SOURCE ->
-- BEGIN --

The authors define a transformative experience as:

“… those experiences in which students actively use science concepts to see and experience their everyday world in meaningful, new ways” (p.2), in a way that “… yields value and an expanded perception” (p.4), and that involves “… a meaningful integration of science content into everyday experience, they are likely beneficial to successfully overcoming misconceptions and for facilitating transfer among conceptual ideas.” (p.2).

TL occurs at the interaction of “acquisition of conceptual understanding” coupled with “participation in a science discourse community” (p.2-3), with deep engagement being “critical for addressing conceptual learning in science” (p.3). This engagement is intense, emotional, behavioural, affective and cognitive, with “A realistic goal for educators may be to focus on developing engagement so that it becomes more transformative over time” (p.5).

What did they find?

  • TL is a desired goal in education but is hard to measure empirically
  • Transformative experiences could be seen as a “… continuum ranging from in-class engagement to active out-of-school engagement” (p.17)

-- END --

TASK SET ->
1. In the passage on transformative experience, do the following statements agree with the text: (a) TL is said to be easy to measure empirically, (b) deep engagement is called critical for addressing conceptual learning in science, and (c) transformative experiences may be seen as a continuum reaching from in-class to out-of-school engagement? Answer yes or no for each and quote the deciding words.
2. Could you rewrite the entries below, swapping "small green leaf" for "dry brown leaf" and changing nothing else? Leave the pictures out.

MATERIAL FOR THE TASK ->
-- BEGIN --

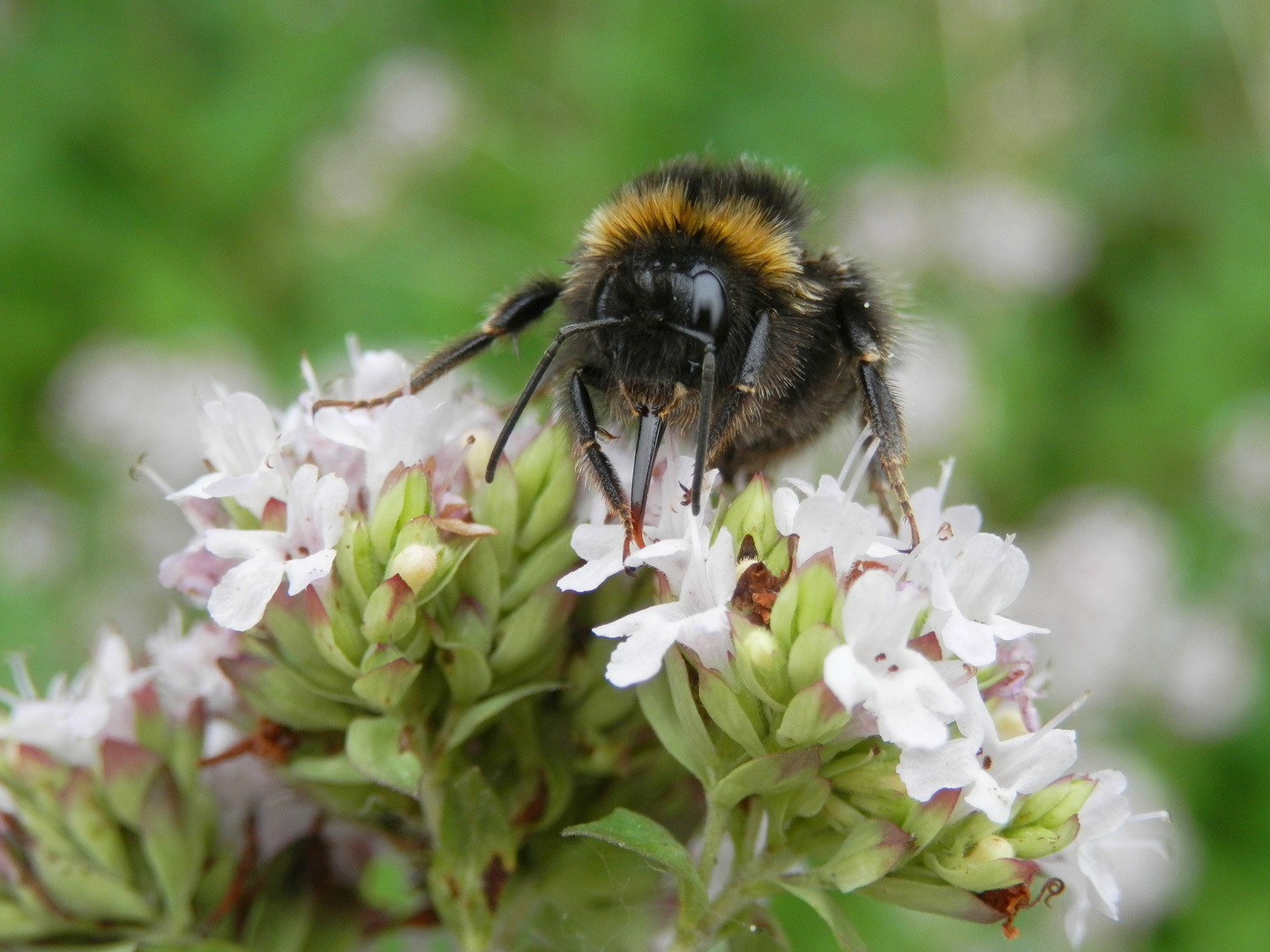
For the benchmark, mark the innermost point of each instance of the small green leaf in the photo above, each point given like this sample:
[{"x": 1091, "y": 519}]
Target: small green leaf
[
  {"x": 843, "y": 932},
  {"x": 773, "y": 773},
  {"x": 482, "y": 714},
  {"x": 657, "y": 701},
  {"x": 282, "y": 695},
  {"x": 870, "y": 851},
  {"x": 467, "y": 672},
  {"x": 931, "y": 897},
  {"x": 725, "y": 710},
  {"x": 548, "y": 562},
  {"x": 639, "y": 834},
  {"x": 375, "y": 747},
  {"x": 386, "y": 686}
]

-- END --

TASK-BY-TASK ANSWERS ->
1.
(a) No: "TL is a desired goal in education but is hard to measure empirically"
(b) Yes: "critical for addressing conceptual learning in science"
(c) Yes: "… continuum ranging from in-class engagement to active out-of-school engagement"

2.
For the benchmark, mark the innermost point of each instance of the dry brown leaf in the photo above, each point given like this sample:
[{"x": 1091, "y": 519}]
Target: dry brown leaf
[
  {"x": 843, "y": 932},
  {"x": 773, "y": 773},
  {"x": 482, "y": 714},
  {"x": 657, "y": 701},
  {"x": 282, "y": 695},
  {"x": 870, "y": 851},
  {"x": 467, "y": 672},
  {"x": 931, "y": 897},
  {"x": 725, "y": 710},
  {"x": 548, "y": 562},
  {"x": 639, "y": 834},
  {"x": 375, "y": 747},
  {"x": 386, "y": 686}
]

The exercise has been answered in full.